WORK TO BE COMPLETED: Please restate, exactly as they appear, only the lines from the one that contains "Indicate the woman's hand" to the final line of the entries, with no pictures.

SUPPLIED DATA:
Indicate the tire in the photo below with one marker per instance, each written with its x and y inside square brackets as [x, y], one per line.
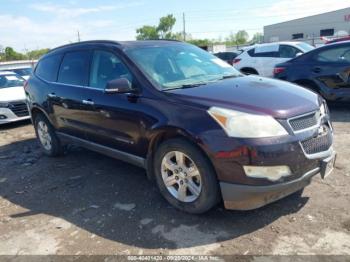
[203, 182]
[45, 132]
[249, 71]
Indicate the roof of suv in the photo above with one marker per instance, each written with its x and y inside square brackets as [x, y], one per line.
[143, 43]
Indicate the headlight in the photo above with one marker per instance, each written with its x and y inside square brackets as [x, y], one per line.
[323, 109]
[245, 125]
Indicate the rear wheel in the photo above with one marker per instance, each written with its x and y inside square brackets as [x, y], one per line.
[47, 137]
[185, 177]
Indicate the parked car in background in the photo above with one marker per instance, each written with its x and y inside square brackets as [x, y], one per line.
[228, 57]
[325, 70]
[23, 72]
[12, 98]
[341, 39]
[200, 128]
[261, 59]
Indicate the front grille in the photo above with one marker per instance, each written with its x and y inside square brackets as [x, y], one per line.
[20, 109]
[304, 122]
[320, 143]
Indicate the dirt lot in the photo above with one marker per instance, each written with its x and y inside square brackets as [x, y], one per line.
[86, 203]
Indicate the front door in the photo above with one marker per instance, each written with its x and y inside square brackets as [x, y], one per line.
[115, 120]
[67, 99]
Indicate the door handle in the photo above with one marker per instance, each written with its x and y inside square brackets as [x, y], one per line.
[88, 102]
[317, 70]
[52, 95]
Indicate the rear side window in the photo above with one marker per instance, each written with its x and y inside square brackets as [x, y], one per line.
[106, 67]
[47, 68]
[287, 51]
[335, 55]
[74, 69]
[262, 54]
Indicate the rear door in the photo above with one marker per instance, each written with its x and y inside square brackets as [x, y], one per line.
[69, 92]
[114, 120]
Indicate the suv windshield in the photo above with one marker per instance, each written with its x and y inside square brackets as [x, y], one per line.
[10, 81]
[180, 66]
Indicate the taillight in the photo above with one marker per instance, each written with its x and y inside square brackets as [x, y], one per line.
[236, 60]
[25, 85]
[278, 70]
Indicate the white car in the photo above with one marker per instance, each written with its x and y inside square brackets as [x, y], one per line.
[13, 105]
[24, 72]
[261, 59]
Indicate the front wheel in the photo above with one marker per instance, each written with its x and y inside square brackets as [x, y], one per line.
[185, 177]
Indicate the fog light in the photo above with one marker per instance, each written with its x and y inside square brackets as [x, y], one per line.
[272, 173]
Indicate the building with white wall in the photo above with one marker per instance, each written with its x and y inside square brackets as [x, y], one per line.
[311, 28]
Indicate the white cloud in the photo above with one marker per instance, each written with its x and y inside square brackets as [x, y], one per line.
[288, 10]
[24, 32]
[71, 11]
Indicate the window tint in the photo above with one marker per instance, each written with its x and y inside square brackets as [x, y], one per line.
[105, 67]
[297, 36]
[47, 68]
[327, 32]
[74, 69]
[262, 54]
[337, 54]
[286, 51]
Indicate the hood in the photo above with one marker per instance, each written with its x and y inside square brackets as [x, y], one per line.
[12, 94]
[253, 94]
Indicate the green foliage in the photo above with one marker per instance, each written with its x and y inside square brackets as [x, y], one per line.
[200, 42]
[9, 54]
[162, 31]
[239, 38]
[257, 38]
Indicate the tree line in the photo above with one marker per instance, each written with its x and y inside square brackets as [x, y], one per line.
[164, 31]
[148, 32]
[9, 54]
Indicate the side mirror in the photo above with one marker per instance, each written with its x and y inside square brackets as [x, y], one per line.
[118, 86]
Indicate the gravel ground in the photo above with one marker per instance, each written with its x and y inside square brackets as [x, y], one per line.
[86, 203]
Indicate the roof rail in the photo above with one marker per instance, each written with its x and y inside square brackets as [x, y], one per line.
[85, 42]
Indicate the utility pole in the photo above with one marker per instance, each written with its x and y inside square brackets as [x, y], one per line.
[184, 26]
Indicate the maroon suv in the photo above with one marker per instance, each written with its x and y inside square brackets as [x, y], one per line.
[201, 129]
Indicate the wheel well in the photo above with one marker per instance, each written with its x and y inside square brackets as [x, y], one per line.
[35, 112]
[249, 70]
[159, 139]
[308, 84]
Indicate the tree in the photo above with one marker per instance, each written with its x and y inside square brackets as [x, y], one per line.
[165, 26]
[162, 31]
[11, 54]
[147, 33]
[257, 38]
[241, 37]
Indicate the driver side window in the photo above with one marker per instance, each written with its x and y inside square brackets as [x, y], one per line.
[105, 67]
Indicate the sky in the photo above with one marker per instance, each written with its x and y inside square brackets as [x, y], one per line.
[32, 24]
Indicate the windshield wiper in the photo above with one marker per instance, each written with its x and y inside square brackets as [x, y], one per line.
[229, 76]
[184, 86]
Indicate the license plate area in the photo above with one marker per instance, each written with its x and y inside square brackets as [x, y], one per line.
[327, 165]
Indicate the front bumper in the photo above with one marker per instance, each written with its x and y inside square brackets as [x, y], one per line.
[243, 197]
[10, 116]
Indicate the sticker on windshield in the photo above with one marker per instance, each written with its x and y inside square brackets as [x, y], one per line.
[220, 62]
[11, 78]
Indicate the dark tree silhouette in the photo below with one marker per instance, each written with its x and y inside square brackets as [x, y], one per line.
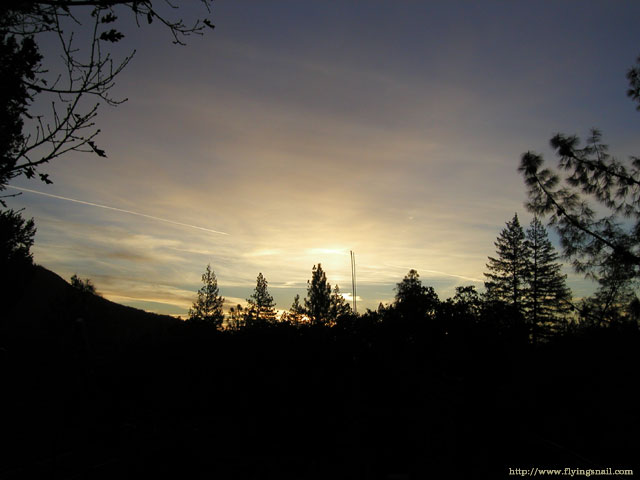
[296, 313]
[338, 307]
[547, 298]
[235, 321]
[73, 89]
[507, 274]
[413, 300]
[16, 239]
[18, 63]
[633, 75]
[84, 286]
[208, 305]
[612, 304]
[318, 301]
[260, 304]
[591, 175]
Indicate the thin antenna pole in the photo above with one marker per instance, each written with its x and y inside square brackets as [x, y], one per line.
[353, 281]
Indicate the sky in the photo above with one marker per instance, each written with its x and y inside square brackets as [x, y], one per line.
[296, 132]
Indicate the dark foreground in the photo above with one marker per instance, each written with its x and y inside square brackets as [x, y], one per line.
[362, 399]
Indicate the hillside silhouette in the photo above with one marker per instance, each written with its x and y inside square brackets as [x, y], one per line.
[387, 394]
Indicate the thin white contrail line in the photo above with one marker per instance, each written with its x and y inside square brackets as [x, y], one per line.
[441, 273]
[117, 210]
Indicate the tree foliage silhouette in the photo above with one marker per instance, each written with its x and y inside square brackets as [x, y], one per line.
[338, 306]
[85, 286]
[590, 175]
[547, 300]
[318, 301]
[296, 313]
[208, 305]
[414, 300]
[73, 89]
[16, 239]
[260, 304]
[507, 276]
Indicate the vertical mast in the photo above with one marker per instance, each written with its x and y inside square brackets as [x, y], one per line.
[353, 281]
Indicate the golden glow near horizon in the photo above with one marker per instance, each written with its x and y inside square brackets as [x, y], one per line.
[273, 144]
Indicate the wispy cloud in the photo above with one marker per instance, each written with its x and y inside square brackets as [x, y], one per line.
[130, 212]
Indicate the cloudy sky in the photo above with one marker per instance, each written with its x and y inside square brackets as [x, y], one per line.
[298, 131]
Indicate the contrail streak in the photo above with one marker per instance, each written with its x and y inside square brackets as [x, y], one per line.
[117, 210]
[441, 273]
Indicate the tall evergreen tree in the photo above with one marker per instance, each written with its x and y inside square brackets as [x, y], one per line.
[548, 297]
[261, 304]
[414, 300]
[318, 300]
[338, 307]
[208, 305]
[296, 313]
[508, 271]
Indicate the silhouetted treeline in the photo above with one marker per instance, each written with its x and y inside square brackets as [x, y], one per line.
[416, 389]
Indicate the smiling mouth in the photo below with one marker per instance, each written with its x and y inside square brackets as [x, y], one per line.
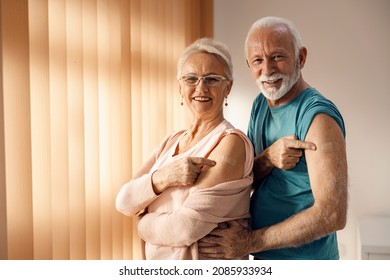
[201, 99]
[270, 82]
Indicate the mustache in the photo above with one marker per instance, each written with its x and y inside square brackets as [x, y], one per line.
[272, 78]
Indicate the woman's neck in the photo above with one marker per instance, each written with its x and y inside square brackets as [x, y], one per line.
[199, 129]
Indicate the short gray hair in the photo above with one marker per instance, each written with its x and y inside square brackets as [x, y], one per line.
[272, 22]
[211, 46]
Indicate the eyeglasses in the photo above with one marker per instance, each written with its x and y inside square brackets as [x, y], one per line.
[210, 80]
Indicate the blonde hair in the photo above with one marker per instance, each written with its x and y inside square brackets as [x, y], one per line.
[211, 46]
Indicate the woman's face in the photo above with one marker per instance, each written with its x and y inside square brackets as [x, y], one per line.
[205, 100]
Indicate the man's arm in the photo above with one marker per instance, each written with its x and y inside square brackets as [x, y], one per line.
[327, 167]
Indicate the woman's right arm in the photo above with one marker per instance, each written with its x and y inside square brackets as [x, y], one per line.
[137, 194]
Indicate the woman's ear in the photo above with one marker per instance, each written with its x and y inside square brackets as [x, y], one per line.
[228, 88]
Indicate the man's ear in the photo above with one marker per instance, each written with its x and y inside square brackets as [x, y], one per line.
[302, 57]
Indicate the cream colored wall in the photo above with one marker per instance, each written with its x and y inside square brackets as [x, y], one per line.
[348, 58]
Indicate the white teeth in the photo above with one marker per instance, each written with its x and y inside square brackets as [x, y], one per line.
[201, 98]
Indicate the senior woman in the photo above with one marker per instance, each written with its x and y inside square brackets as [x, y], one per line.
[198, 177]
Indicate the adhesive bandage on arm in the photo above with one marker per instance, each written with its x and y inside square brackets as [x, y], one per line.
[227, 159]
[329, 147]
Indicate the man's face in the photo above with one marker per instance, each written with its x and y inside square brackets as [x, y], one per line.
[271, 58]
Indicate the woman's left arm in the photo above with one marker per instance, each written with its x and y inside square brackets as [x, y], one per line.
[185, 225]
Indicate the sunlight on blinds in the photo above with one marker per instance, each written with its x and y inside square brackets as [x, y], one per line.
[88, 91]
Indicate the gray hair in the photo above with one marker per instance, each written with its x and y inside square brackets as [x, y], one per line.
[272, 22]
[211, 46]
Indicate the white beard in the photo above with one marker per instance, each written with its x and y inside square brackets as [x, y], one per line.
[288, 81]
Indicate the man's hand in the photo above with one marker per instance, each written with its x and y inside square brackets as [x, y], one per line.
[286, 152]
[229, 240]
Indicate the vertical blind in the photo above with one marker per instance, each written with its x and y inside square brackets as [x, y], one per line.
[88, 90]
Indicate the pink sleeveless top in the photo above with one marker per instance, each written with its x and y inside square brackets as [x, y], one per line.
[176, 201]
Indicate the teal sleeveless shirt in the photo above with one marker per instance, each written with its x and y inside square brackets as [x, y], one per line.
[284, 193]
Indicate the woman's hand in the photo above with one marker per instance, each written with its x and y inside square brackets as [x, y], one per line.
[182, 172]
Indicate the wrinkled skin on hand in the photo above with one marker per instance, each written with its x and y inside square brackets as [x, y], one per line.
[229, 240]
[286, 152]
[181, 172]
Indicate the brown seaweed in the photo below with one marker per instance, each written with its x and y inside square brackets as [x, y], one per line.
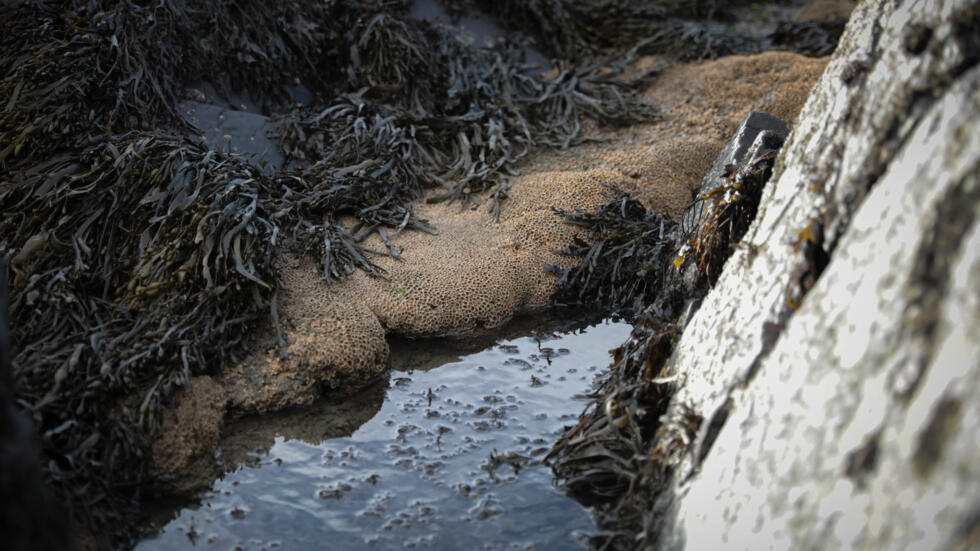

TASK OUTPUT:
Indicate the woman's hand in the photo above with one marker per instance, each written with its x and y inside square brackets as [x, y], one per line.
[182, 172]
Indicate the wrinkled skin on hand in the photo above with one marker per instance, each written with its x and y inside square brackets as [x, y], one per line.
[229, 240]
[286, 152]
[181, 172]
Indicate the brown seaweed in the photo below with one marker per instance, each written with its x and y inside square brackets as [x, y], one per line.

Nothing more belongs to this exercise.